---------- READING TEXT

If we do not organize a global economic recovery, to reverse the policies which have reigned over the past 35 years, approximately, in the United States as a trend, if we don't do that, on a global scale, this planet is going into a Dark Age.
Now, therefore, what I said earlier applies then to much of this question.
I've always thought—and of course, I was involved more heavily in this when we had a more optimistic period in Central and South America, 1982 and the period of the Malvinas War. I thought at that time we could reorganize, I thought the United States would come to its senses under Reagan—for very specific conditions, reasons—and we could reorganize the credit of the Americas, and start a revival of the economy of the nations of the Americas. It was very possible at that time, objectively.
It's much worse now. We've lost much of the resources. Look at Mexico. Look at all the countries. Look at what has been lost! Look at Argentina! It's a basket case, compared to the powerful Argentina we knew still back then in 1982. Brazil has suffered great injury. Colombia is almost non-existent, because of the guerrilla warfare. Central America is almost destroyed. Mexico is ruined; it's living on providing cheap labor for the United States, essentially. Its economic potential has been destroyed.
We don't have the potential in the United States, or in the Americas generally, that we had 35 years ago, or even 20 years. We're at a disaster. Therefore, if we come to our senses, we can get out of this. The lessons of the past show us.

--------------------

# CHALLENGE 1
In the passage on the Americas' economy:
(a) What year does it give for the more optimistic period in Central and South America?
(b) What does it say Mexico is living on?
(c) What is the planet said to be going into if there is no global economic recovery?
# CHALLENGE 2
Give every line of the entries below as a numbered list, skipping blank lines and leaving out the picture.
The passage on the Americas' economy has no connection to the entries that come after it.

---------- INPUT ROWS

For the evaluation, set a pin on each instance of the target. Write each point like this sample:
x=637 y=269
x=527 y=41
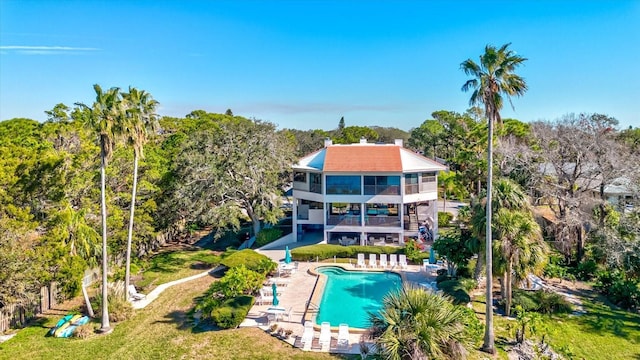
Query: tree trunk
x=478 y=270
x=105 y=302
x=508 y=280
x=580 y=243
x=489 y=337
x=127 y=272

--------------------

# EXERCISE SOLUTION 1
(a) 1982
(b) Providing cheap labor for the United States
(c) A Dark Age

# EXERCISE SOLUTION 2
1. For the evaluation, set a pin on each instance of the target. Write each point like this sample:
2. x=637 y=269
3. x=527 y=41
4. Query: tree trunk
5. x=478 y=270
6. x=105 y=302
7. x=508 y=280
8. x=580 y=243
9. x=489 y=337
10. x=127 y=272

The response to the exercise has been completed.